### EXTRACT PROVIDED
————

What kind of dog do you want? Do you want one that is highly obedient and lives only to please you? Do you want one that can safely be allowed to run off-leash? Do you want one that just likes to lie around the house all of the time? Do you want a dog that has never met a stranger and instantly loves everyone, including small children?
“Yes” responses to any of these questions should lead you to question whether a Basenji is right for you. Basenjis are obedient some of the time, but they are sight hounds, bred for generations to be independent thinkers. They need both physical and mental stimulation, and if they see anything of interest to pursue (literally or figuratively), they will not hesitate to pursue it.
Basenjis are active, often fearless dogs that, when off-leash, may run in front of a vehicle without the slightest sense of danger. This behavior is driven by the Basenji's survival instinct and should not be underestimated. Some Basenjis are outgoing, but others are more reserved and need to be allowed to warm up to strangers before being petted. Many are wonderful with children, but others don’t like them much at all. Again, refer to the Reality Stories on this site to find out some of the truths about life with Basenjis.
Do you want an intelligent dog? Do you want a dog that will challenge you and may even outsmart you on occasion? Do you want a dog that is cheerfully disobedient? Are you willing to laugh at yourself when your dog puts one over on you?
If you answered “yes” to these questions, a Basenji might be just the right dog for you.
Are you willing to put in the time and effort it takes to be a Basenji owner? Will you go to training with the attitude that the training is more for you than for your Basenji? Are you willing to take your Basenji for long walks, play silly games, cuddle as needed, and provide the consistent care and nurturing a Basenji needs?
If you answered “yes” to these questions, a Basenji may be waiting for you."
If you need help finding a responsibly bred basenji puppy, I would email the Basenji Club of America (BCOA) breeder liaison Denise Vertrees: email@example.com She can give you names of breeders in your general area who might have puppies or adult dogs. The Basenji Club of America breeder directory is another place I would look for breeders: https://www.basenji.org/index.php (You may have already done this, but just in case ...)

————

### MATERIAL SUPPLIED
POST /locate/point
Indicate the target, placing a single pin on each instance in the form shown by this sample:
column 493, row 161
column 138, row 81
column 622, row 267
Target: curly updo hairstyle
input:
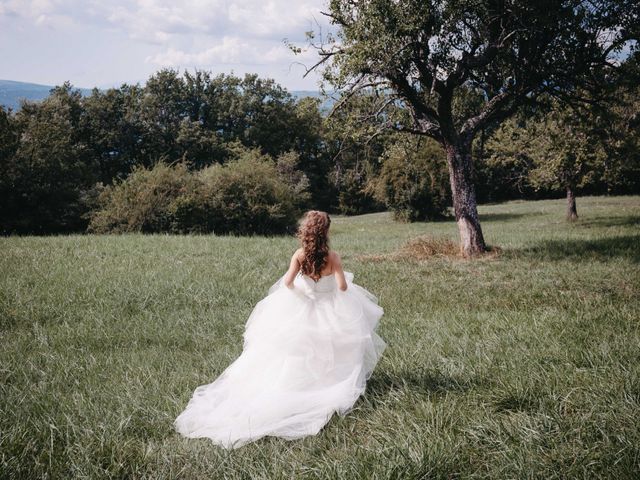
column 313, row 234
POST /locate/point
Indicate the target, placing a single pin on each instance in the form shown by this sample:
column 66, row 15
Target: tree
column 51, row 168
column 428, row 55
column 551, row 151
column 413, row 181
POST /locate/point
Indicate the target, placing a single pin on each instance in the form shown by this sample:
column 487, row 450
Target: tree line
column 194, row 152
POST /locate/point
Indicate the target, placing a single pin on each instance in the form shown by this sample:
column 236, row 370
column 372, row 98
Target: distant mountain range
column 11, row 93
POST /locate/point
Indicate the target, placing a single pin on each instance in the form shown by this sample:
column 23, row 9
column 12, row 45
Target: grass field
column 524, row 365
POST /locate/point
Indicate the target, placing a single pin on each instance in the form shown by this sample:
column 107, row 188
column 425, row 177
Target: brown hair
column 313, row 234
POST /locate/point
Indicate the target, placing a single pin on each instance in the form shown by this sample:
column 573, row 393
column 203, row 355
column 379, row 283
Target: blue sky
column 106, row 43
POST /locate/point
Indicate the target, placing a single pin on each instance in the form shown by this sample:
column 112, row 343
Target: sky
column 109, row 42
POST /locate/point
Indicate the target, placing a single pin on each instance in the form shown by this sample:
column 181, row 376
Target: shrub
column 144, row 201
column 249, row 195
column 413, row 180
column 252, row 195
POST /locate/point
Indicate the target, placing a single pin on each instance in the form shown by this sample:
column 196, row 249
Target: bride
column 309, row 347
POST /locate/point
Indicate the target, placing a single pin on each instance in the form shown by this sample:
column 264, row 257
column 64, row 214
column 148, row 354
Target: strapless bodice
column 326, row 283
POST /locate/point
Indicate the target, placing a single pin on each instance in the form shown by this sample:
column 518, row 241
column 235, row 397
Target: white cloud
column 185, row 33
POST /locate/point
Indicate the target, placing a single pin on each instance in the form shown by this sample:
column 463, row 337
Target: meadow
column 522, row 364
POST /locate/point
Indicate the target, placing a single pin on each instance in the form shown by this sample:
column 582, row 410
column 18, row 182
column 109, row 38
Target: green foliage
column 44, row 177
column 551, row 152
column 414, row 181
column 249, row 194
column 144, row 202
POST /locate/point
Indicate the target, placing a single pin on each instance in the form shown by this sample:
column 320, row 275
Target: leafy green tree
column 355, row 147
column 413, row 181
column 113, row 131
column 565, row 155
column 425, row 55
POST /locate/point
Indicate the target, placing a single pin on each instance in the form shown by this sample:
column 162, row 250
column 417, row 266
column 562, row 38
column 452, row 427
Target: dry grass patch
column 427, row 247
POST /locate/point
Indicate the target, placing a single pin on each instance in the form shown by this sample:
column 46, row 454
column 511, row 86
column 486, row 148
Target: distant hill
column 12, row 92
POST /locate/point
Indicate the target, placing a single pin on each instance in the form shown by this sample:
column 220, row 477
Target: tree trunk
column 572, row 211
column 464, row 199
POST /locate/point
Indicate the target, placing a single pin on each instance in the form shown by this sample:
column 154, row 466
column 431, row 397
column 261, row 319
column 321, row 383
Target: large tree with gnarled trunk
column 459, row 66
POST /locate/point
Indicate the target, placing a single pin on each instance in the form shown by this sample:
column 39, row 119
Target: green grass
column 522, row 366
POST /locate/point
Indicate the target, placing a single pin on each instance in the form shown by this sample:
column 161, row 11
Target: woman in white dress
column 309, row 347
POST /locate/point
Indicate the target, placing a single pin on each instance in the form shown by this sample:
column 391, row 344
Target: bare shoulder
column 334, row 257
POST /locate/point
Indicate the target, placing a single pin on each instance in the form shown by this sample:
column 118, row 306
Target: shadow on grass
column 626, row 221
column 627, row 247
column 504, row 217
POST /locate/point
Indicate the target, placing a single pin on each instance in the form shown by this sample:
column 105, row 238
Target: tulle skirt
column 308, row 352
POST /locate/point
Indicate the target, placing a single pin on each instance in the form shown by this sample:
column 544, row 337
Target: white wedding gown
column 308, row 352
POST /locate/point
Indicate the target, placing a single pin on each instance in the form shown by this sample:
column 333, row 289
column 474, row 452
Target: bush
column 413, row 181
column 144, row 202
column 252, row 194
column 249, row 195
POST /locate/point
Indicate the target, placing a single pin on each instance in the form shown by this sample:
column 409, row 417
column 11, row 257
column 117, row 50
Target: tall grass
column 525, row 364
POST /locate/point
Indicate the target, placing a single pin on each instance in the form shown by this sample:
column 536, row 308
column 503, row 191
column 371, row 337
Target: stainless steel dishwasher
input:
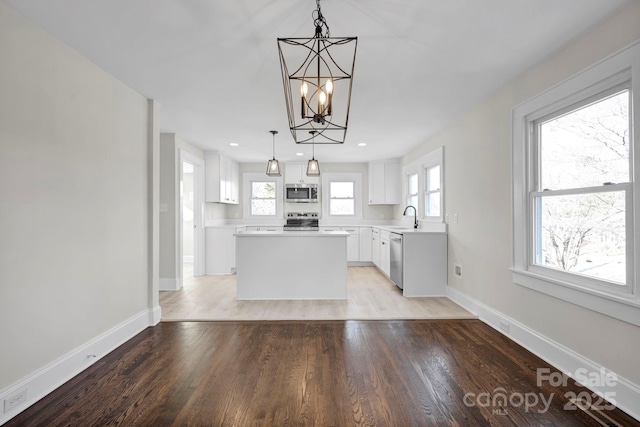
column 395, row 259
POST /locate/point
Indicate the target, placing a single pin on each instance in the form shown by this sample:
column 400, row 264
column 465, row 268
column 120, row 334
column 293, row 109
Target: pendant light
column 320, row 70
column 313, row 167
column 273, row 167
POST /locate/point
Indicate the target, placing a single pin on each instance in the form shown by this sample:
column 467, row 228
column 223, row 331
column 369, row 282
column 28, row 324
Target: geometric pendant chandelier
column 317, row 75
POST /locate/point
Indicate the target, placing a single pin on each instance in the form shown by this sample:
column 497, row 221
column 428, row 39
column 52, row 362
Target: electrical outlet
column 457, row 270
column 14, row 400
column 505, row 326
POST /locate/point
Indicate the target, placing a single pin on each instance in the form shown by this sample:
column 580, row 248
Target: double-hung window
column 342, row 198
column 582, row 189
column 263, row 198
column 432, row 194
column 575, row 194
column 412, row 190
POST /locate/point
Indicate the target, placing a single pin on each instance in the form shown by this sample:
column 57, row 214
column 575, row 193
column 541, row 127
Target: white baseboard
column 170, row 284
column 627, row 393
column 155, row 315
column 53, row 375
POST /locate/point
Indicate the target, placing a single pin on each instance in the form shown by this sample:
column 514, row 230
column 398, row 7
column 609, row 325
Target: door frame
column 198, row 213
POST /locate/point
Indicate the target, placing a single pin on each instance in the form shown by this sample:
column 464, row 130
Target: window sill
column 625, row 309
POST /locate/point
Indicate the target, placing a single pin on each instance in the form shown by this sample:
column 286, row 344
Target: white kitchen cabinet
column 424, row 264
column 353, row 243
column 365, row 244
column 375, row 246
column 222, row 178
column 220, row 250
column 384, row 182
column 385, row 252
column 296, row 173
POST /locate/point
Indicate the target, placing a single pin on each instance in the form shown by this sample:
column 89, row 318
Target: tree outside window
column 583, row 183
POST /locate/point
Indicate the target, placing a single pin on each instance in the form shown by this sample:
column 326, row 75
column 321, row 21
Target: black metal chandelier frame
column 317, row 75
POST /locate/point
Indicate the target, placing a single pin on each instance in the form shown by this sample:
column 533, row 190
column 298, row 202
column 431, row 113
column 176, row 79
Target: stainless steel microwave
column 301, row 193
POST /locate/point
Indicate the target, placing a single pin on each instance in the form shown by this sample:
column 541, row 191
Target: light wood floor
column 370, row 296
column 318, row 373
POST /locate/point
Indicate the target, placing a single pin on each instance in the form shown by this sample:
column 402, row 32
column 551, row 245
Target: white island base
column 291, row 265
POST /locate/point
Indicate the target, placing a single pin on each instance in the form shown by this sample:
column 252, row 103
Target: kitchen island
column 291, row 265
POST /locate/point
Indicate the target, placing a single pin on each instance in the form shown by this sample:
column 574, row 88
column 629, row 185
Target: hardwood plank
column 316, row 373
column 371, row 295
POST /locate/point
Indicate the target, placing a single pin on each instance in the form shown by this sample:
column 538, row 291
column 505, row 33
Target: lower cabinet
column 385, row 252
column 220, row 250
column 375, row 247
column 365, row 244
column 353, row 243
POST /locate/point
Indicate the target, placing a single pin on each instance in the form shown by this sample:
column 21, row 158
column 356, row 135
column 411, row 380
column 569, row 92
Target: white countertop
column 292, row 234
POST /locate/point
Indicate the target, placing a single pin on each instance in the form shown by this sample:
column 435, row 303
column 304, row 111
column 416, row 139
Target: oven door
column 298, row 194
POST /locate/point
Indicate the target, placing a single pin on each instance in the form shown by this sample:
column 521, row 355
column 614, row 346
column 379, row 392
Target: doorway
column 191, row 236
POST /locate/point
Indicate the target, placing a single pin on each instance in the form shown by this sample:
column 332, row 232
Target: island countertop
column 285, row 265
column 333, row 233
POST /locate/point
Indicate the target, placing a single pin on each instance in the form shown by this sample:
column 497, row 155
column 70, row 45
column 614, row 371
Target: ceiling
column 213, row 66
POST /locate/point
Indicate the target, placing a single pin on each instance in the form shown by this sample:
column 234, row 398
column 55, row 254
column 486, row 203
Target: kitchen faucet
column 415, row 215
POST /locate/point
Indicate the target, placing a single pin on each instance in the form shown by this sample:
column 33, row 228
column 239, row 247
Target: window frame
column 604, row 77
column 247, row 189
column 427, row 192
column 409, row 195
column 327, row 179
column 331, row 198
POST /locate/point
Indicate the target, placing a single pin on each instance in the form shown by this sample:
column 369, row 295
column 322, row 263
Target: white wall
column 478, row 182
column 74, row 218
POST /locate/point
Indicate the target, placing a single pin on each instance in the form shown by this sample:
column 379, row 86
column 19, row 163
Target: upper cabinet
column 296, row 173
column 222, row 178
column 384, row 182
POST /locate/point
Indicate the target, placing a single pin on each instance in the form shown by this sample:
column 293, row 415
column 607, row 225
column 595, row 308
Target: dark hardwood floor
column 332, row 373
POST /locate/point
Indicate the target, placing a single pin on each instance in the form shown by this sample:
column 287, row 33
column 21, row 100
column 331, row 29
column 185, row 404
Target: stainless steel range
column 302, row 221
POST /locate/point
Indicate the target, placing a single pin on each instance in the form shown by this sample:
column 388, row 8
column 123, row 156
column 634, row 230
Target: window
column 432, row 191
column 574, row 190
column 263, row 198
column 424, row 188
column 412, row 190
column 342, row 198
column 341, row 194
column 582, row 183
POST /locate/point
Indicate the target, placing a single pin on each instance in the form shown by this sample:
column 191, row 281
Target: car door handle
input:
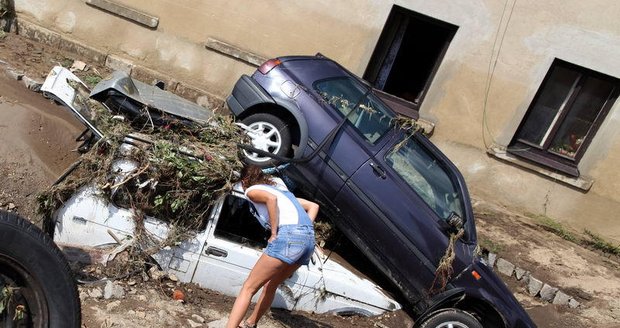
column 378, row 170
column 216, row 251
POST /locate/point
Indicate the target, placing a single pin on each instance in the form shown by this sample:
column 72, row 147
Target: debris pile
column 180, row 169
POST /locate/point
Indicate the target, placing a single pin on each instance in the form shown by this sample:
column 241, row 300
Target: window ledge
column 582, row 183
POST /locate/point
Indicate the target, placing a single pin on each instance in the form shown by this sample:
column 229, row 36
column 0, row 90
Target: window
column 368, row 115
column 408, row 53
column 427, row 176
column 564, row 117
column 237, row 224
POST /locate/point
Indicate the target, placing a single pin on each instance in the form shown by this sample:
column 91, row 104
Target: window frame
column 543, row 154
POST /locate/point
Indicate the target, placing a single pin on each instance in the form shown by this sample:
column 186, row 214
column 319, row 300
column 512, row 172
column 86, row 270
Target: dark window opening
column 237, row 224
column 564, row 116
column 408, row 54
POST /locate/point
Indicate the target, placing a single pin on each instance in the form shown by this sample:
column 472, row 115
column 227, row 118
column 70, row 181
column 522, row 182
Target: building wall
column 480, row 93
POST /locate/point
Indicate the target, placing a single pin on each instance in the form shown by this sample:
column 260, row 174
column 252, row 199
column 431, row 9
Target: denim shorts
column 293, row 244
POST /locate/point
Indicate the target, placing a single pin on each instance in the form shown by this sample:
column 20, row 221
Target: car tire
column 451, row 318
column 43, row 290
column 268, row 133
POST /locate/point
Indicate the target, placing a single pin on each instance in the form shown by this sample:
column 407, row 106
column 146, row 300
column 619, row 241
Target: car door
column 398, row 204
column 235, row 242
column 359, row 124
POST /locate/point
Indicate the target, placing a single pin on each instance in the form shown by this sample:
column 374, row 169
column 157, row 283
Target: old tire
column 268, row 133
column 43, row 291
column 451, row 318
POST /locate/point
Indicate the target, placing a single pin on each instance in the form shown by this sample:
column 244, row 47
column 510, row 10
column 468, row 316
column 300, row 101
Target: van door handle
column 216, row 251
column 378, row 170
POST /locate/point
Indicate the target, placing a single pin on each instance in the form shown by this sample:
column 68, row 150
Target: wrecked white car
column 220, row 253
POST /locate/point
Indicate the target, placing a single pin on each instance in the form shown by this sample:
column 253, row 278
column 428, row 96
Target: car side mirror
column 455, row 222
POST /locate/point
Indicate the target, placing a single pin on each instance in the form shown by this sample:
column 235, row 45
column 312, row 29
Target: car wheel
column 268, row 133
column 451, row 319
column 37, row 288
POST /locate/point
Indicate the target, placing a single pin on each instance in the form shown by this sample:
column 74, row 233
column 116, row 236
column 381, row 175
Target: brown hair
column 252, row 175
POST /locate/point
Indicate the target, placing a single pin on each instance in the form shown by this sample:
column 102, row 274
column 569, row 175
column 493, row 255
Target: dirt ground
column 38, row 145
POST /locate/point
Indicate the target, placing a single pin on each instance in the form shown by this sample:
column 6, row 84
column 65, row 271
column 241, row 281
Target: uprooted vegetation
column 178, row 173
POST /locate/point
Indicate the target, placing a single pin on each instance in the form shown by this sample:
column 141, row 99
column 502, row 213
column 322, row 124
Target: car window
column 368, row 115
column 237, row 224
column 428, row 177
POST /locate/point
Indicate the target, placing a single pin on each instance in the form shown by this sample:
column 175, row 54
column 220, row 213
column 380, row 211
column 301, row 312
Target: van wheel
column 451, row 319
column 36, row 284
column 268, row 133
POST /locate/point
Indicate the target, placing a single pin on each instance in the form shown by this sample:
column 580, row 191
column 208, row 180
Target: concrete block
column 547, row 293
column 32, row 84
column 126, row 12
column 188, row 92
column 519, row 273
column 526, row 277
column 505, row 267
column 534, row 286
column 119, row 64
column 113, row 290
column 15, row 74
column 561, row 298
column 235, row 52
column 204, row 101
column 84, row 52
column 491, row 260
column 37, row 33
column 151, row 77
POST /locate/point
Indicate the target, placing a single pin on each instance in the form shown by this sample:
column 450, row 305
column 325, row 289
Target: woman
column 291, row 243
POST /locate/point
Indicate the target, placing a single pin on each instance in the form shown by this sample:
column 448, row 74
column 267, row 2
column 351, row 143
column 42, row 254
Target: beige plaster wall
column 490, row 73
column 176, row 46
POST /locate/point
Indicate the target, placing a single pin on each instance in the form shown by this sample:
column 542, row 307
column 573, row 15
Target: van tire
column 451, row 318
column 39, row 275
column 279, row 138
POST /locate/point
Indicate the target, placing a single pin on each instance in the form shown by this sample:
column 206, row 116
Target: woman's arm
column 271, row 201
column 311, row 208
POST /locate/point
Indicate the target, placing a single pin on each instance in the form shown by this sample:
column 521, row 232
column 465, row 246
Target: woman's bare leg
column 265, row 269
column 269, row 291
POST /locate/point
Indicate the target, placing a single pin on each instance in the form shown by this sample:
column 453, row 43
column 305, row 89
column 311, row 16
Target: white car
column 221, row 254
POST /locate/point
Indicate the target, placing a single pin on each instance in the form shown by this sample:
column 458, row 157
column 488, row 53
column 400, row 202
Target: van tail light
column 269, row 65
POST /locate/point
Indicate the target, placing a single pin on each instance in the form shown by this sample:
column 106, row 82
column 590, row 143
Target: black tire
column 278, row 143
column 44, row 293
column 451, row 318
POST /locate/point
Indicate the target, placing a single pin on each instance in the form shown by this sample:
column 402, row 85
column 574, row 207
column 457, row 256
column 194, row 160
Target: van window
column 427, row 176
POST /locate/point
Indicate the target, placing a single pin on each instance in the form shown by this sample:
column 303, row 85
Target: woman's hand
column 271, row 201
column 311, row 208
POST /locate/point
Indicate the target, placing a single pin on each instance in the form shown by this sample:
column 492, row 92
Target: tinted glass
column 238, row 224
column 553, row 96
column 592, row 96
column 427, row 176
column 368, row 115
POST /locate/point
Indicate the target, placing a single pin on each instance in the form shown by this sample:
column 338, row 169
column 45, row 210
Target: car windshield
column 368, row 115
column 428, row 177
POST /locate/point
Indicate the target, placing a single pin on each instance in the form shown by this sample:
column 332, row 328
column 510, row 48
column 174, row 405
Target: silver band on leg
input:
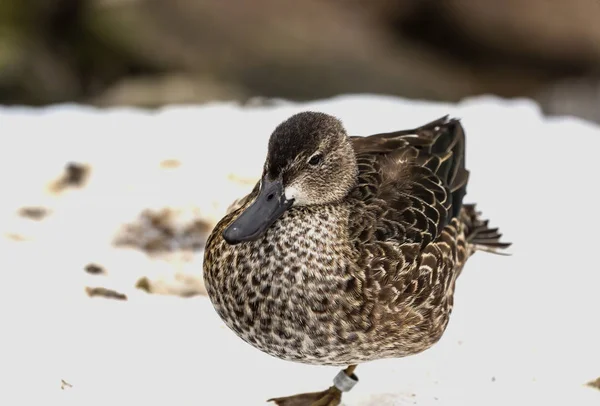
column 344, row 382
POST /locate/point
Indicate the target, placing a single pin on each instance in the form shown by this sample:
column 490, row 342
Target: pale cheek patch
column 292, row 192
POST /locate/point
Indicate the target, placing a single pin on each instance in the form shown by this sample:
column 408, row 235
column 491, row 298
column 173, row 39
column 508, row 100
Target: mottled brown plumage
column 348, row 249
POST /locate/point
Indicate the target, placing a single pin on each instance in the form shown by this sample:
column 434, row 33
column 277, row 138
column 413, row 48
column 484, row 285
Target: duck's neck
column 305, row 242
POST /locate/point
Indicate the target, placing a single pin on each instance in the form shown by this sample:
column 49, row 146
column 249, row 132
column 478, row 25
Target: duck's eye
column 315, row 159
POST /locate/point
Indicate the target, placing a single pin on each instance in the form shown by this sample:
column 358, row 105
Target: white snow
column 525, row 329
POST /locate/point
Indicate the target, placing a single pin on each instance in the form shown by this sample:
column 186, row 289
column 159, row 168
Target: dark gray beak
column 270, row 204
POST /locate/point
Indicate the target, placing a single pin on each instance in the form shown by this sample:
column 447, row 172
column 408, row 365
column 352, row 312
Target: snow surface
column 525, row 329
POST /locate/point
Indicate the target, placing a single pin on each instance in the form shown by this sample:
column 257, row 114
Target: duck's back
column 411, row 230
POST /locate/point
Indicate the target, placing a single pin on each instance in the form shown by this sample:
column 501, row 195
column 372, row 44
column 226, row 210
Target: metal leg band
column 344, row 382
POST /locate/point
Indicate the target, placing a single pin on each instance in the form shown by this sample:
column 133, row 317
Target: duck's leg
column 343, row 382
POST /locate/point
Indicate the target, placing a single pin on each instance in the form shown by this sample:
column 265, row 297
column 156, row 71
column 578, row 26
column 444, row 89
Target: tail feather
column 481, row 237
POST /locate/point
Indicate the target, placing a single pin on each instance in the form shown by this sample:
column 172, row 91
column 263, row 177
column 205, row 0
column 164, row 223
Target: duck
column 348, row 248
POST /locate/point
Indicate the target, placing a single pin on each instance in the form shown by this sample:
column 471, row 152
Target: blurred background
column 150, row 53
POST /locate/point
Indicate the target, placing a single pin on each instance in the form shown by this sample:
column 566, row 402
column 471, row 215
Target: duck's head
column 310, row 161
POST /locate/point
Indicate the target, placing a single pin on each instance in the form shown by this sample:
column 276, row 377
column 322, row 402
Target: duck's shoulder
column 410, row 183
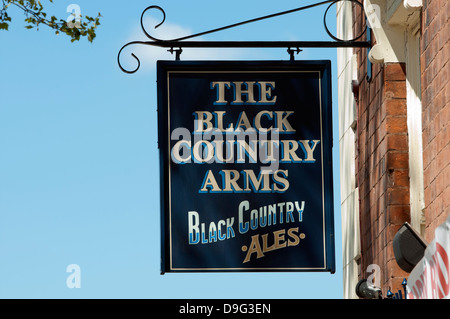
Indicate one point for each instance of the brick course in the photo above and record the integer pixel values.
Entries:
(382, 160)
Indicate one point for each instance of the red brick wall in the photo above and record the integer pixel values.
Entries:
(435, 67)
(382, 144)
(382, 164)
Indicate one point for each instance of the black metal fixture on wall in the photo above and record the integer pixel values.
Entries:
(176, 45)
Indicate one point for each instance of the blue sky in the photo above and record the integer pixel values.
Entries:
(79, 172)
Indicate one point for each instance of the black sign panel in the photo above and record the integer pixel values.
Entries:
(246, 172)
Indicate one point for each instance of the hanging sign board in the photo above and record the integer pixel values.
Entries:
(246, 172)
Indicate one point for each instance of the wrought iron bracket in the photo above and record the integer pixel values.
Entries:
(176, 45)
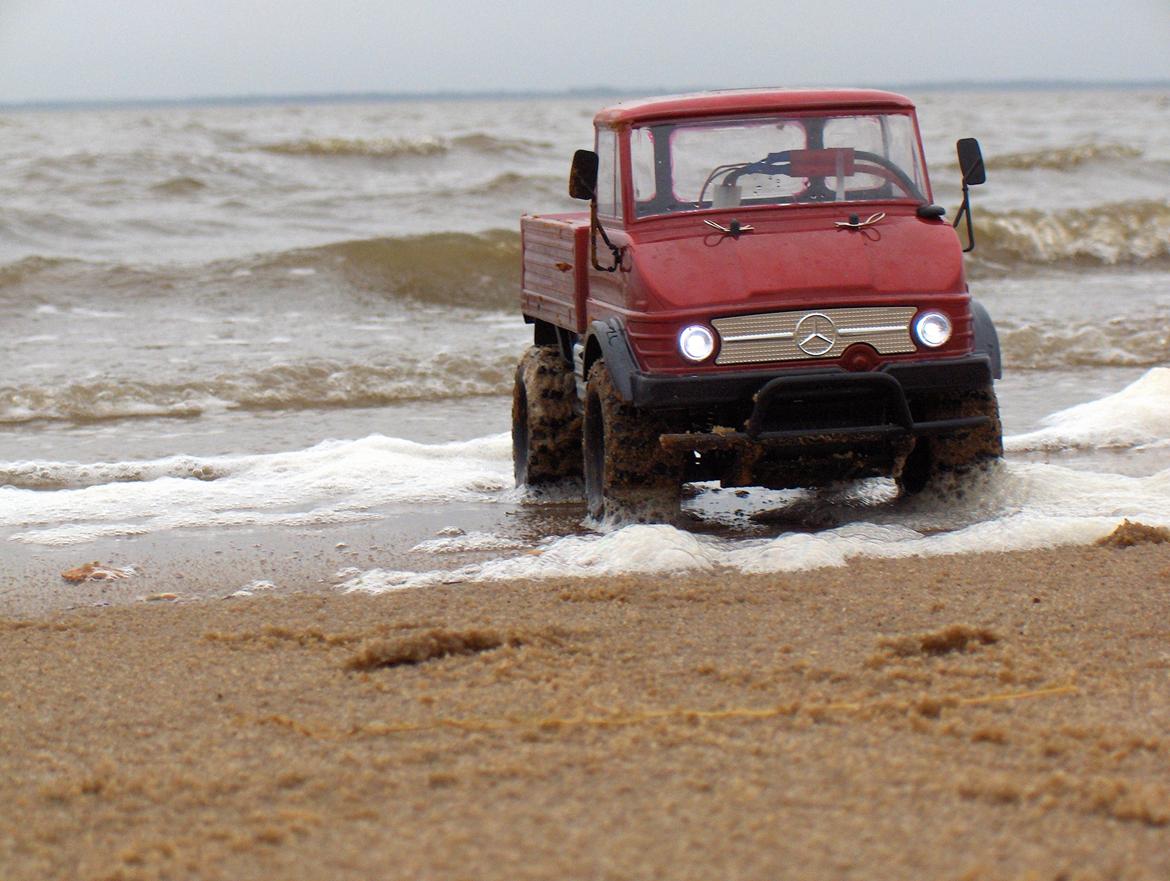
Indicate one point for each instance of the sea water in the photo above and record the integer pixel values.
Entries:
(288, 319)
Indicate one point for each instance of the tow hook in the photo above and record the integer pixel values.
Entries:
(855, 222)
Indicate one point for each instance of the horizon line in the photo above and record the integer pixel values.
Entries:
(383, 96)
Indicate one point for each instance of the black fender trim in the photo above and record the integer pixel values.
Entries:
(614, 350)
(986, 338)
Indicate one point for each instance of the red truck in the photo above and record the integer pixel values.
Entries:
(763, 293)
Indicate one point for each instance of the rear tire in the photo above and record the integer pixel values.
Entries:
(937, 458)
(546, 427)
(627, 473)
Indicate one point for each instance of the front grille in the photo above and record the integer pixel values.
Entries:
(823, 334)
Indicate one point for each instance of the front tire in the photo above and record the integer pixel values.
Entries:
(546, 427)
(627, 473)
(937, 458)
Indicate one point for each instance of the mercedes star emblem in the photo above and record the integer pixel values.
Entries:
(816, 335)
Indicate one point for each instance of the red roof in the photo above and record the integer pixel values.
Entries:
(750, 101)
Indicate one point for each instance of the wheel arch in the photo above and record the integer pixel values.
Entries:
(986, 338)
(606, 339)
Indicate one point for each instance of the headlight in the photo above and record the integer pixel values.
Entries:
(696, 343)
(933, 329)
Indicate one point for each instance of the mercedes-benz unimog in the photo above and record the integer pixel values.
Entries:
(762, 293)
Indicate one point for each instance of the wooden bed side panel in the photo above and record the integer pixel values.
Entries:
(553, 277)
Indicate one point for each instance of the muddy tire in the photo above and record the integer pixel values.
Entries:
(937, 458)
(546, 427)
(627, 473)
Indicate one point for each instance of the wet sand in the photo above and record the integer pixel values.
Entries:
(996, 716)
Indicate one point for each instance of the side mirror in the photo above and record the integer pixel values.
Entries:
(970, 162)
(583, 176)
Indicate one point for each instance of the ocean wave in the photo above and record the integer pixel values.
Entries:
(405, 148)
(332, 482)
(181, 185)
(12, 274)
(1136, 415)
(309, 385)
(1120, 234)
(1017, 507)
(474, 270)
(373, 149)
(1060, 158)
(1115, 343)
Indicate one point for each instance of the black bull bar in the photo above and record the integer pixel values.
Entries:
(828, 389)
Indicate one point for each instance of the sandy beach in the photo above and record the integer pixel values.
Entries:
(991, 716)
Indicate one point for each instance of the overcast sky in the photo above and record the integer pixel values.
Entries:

————

### THINGS TO DO
**1)** In the text on whether a Basenji is the right dog for you, what kind of hounds are Basenjis said to be?
**2)** Carry on the text about whether a Basenji is the right dog for you, starting after its final sentence.

### ANSWERS TO THE EXERCISES
**1)** Sight hounds.

**2)**
AKC Puppyfinder Marketplace is NOT an ideal place to find a basenji puppy. While a few reputable breeders do advertise there, so do several well-known backyard breeders and even a puppy mill. If you are not familiar with the concept of a puppy mill, please see this information from the ASPCA: https://www.aspca.org/barred-from-love/puppy-mills-101 AKC registration does not mean "well-bred." Learn how to screen a basenji breeder here to make sure you are not supporting a less-than-responsible one: https://www.basenji.org/learn/ScreeningBreeders.htm
Remember that your puppy's sire and dam (parents) should always be tested for Fanconi syndrome and progressive retinal atrophy (PRA) at minimum, and that at least one parent should test Clear / Normal for the disease. The BCOA recommends that the puppy's parents should also have hips, eyes, and thyroid evaluations. You can find proof that the breeder has done health testing through the site ofa.org. A good breeder will be there for you throughout your puppy's entire life to provide support and advice, and to take the puppy back at any point if circumstances arise where you can no longer keep it, helping to ensure that your basenji never ends up in a shelter or on Craigslist.
And don't be intimidated--most breeders who participate in conformation (dog shows) keep only one or two puppies for show; the rest go to pet homes like yours!
If you have any questions about basenjis or the breeder you're communicating with, you should join this Facebook group: https://www.facebook.com/groups/536851013130196/
Best of luck in your search! If you can wait until the end of this year / beginning of next to bring a puppy home, you'll have a much better chance of finding one. Hope this was helpful.